+++ SOURCE EXCERPT +++
Re: tail repair issue (1.4.20)

dormando Mon, 07 Jul 2014 14:56:52 -0700


> Dormando,Sure, I waited till Monday (our usual tailrepair/oom errors day) but 
> we did not have any issues today :). I will continue to monitor and
> will grab "stats conns" next time.


Great, thanks!

> As for network issues during the last time - i do not see any but still 
> trying to find. This can be good explanation why we have such events
> grouped in time.
>
> As for keepalive - we use default php-memcached/libmemcached setting (do not 
> change it) and as I see libmemcached does not set SO_KEEPALIVE. Do you
> recommend to set it?

Lets see what stats conns says first. I guess it's theoretically possible
that an item was leaked, but was actually fetched (and expired properly)
at some point, fixing the issue. Would've still leaked the item though.

So if 'stats conns' doesn't show some hung clients we might still have a
reference leak somewhere. Which would be sad since Steven Grimm fixed a
number of them just recently..

> On Wednesday, July 2, 2014 7:32:14 PM UTC-7, Dormando wrote:
>       Thanks!
>
>       This is a little exciting actually, it's a new bug!
>
>       tailrepairs was only necessary when an item was legitimately leaked; if 
> we
>       don't reap it, it never gets better. However you stated that for three
>       hours all sets fail (and at the same time some .15's crashed). Then it
>       self-recovered.
>
>       The .15 crashes were likely from the bug I fixed; where an active item 
> is
>       fetched from the tail, but then reclaimed because it's old.
>
>       The .20 "OOM" is the defensive code working perfectly; something has
>       somehow retained a legitimate reference to an item for multiple hours!
>       More than one even, since the tail is walked up by several items while
>       looking for something to free.
>
>       Did you have any network blips, application server crashes, or the like?
>       It sounds like some connections are dying in such a way that they time
>       out, which is a very long timeout somehow (no tcp keepalives?).
>
>       What's *extra* exciting is that 1.4.20 now has the "stats conns" 
> command.
>
>       If this happens again, while a .20 machine is actively OOM'ing, can you
>       grab a couple copies of the "stats conns" output, a few minutes apart?
>       That should definitively tell us if there are stuck connections causing
>       this issue.
>
>       Someone had a PR open for adding idle connection timeouts, but I asked
>       them to redo it on top of the 'stats conns' work as a more efficient
>       background thread. I could potentially finish this and it would be 
> usable
>       as a workaround. You could also enable tcp keepalives, or otherwise fix
>       whatever's causing these events.
>
>       I wonder if it's also worth attempting to relink an item that ends up in
>       the tail but has references? That would at least potentially get them 
> out
>       of the way of memory reclamation.
>
>       Thanks!
>
>       On Wed, 2 Jul 2014, Denis Samoylov wrote:
>
>       > >1)  OOM's on slab 13, but it recovered on its own? This is under 
> version 1.4.20 and you did *not* enable tail repairs? correct
>       >
>       > >2) Can you share (with me at least) the full stats/stats items/stats 
> slabs output from one of the affected servers running 1.4.20?
+++ DATA PROVIDED +++
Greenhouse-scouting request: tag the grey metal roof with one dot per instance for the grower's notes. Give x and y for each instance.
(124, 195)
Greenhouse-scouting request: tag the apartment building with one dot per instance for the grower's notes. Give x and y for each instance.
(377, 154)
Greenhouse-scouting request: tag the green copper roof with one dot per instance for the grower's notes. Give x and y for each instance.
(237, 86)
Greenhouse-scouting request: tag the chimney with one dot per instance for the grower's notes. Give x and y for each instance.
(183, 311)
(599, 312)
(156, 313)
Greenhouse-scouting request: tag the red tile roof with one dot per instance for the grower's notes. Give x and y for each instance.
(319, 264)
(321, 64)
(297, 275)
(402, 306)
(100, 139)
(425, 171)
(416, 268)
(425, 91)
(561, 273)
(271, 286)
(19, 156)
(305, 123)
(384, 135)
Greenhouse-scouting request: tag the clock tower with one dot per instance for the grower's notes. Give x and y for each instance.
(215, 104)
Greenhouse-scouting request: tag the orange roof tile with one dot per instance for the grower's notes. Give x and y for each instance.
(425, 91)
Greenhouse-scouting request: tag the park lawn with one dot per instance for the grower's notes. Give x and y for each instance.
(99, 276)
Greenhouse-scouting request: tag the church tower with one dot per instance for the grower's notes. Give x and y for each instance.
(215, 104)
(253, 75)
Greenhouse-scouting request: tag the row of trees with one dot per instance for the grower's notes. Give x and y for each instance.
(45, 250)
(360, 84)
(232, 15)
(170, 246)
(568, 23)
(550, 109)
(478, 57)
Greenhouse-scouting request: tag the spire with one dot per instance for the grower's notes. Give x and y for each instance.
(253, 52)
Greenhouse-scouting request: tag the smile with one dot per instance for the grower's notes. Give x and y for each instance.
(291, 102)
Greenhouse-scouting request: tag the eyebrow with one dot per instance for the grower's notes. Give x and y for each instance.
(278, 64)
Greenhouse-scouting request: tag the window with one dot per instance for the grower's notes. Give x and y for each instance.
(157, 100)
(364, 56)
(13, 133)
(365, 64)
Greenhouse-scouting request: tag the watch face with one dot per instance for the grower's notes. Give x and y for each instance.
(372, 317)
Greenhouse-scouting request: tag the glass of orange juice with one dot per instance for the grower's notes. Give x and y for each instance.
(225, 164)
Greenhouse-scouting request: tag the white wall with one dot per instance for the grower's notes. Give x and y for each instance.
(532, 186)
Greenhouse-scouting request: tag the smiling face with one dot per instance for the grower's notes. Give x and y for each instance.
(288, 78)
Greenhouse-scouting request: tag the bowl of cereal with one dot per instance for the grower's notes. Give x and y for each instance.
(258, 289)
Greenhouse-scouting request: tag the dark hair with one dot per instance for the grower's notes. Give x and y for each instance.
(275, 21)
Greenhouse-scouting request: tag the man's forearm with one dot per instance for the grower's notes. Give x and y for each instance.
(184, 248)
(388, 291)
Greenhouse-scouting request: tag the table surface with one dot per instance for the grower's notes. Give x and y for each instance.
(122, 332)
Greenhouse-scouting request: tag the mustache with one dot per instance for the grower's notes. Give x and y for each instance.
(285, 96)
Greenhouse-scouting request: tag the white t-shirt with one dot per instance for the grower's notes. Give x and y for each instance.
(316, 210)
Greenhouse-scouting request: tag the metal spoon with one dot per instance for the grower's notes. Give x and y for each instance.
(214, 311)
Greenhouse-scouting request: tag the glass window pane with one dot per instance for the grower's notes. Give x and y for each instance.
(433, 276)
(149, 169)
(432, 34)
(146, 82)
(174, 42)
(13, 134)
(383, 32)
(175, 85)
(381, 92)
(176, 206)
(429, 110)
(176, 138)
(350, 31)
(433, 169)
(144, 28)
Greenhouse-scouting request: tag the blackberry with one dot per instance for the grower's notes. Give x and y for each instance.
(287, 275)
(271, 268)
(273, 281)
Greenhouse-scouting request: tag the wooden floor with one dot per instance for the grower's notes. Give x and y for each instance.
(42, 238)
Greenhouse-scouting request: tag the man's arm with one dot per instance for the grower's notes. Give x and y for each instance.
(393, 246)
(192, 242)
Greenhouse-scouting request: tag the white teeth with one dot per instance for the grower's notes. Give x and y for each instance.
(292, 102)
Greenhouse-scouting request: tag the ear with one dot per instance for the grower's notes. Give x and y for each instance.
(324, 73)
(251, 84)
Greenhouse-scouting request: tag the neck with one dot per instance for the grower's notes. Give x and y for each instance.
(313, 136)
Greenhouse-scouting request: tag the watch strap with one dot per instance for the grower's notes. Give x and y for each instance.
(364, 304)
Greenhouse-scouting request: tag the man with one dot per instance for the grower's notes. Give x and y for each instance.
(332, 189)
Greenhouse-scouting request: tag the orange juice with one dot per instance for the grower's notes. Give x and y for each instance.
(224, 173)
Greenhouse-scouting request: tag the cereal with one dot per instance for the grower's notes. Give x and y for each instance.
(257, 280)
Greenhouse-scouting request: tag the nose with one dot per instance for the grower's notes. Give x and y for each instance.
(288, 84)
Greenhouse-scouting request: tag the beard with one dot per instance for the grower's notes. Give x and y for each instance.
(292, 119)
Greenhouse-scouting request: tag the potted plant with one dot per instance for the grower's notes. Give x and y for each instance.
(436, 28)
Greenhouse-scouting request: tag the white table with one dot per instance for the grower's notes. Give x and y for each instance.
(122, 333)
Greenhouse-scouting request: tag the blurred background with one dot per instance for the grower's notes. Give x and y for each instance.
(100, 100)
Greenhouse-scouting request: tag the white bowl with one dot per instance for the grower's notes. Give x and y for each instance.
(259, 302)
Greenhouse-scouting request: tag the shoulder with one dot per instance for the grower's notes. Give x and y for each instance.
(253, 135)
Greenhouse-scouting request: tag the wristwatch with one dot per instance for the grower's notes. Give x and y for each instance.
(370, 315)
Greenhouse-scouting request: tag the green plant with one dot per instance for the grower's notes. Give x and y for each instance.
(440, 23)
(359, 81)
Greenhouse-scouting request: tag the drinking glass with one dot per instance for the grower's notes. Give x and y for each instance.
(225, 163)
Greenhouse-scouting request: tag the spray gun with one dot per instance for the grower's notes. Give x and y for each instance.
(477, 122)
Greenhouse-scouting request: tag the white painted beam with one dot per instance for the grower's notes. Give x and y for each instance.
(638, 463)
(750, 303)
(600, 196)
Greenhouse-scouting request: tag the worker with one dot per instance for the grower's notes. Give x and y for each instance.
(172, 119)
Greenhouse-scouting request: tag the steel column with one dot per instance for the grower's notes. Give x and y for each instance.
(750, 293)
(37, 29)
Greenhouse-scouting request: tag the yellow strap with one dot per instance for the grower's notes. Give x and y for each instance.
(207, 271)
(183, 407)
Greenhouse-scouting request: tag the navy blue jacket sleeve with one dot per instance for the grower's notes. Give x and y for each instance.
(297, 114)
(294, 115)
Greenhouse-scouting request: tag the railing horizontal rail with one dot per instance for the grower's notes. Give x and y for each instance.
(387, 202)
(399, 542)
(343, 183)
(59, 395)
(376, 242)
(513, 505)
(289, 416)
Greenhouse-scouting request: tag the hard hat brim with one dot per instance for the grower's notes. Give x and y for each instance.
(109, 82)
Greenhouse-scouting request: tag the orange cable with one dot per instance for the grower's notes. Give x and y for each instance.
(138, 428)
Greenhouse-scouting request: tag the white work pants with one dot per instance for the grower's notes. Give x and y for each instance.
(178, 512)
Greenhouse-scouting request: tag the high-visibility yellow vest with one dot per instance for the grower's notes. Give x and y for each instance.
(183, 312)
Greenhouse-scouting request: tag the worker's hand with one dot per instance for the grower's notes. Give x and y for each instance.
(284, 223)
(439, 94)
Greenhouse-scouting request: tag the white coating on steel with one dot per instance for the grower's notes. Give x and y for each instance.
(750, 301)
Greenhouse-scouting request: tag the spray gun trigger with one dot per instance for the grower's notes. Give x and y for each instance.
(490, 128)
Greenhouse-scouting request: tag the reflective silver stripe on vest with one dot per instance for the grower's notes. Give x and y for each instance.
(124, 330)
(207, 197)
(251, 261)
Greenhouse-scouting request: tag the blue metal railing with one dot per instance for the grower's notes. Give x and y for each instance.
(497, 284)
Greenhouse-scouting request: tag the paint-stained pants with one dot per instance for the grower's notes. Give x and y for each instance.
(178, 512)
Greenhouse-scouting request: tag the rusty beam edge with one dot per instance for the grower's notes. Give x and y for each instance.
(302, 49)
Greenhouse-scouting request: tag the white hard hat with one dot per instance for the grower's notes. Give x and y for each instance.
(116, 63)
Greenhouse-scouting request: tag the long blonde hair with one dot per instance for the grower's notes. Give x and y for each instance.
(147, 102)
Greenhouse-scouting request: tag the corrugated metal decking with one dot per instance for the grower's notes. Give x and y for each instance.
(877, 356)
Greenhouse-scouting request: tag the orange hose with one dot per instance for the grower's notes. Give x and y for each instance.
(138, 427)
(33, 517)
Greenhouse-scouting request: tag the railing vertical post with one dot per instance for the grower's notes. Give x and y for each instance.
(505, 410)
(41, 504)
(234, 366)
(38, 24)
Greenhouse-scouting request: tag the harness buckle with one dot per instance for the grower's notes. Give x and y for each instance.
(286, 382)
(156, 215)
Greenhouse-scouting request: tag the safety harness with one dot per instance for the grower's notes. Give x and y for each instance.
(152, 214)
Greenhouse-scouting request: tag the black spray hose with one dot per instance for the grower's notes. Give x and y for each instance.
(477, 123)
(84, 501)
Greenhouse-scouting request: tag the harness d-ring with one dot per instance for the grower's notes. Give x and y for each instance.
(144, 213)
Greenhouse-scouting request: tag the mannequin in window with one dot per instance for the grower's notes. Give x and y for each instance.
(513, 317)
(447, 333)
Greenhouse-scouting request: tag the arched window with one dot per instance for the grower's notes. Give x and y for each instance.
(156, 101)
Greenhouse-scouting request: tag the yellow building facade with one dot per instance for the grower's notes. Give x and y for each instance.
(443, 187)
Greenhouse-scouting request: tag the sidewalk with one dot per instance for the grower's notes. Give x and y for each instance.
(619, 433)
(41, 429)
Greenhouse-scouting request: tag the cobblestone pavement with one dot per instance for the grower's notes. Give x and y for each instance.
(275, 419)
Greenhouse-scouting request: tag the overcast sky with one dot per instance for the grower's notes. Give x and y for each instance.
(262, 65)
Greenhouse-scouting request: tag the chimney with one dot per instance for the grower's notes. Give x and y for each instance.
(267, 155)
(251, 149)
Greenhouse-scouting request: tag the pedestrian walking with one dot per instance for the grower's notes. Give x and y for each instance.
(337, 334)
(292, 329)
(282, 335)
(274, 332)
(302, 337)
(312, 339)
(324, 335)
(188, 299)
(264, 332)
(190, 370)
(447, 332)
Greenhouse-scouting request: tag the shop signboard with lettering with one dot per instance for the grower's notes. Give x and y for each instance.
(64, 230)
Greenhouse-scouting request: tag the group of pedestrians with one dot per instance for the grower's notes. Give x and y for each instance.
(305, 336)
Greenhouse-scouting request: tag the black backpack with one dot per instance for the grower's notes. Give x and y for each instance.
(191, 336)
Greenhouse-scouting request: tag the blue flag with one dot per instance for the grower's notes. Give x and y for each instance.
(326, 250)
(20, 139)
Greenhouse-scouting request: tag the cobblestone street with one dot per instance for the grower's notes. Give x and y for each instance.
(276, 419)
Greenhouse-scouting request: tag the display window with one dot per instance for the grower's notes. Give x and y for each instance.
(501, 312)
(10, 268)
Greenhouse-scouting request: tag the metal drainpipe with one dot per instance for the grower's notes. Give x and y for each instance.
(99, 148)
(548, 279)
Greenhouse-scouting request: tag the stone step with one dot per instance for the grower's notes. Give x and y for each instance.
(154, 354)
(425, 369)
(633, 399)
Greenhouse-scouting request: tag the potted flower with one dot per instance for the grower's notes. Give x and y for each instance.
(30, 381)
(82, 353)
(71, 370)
+++
§ WHAT TO WORK ON:
#1 In the tail repair thread, who is said to have recently fixed a number of reference leaks?
#2 Print the part of the tail repair thread starting at "dormando Mon, 07" and ending at "grouped in time.".

§ RESPONSES IN ORDER:
#1 Steven Grimm

#2
dormando Mon, 07 Jul 2014 14:56:52 -0700


> Dormando,Sure, I waited till Monday (our usual tailrepair/oom errors day) but 
> we did not have any issues today :). I will continue to monitor and
> will grab "stats conns" next time.


Great, thanks!

> As for network issues during the last time - i do not see any but still 
> trying to find. This can be good explanation why we have such events
> grouped in time.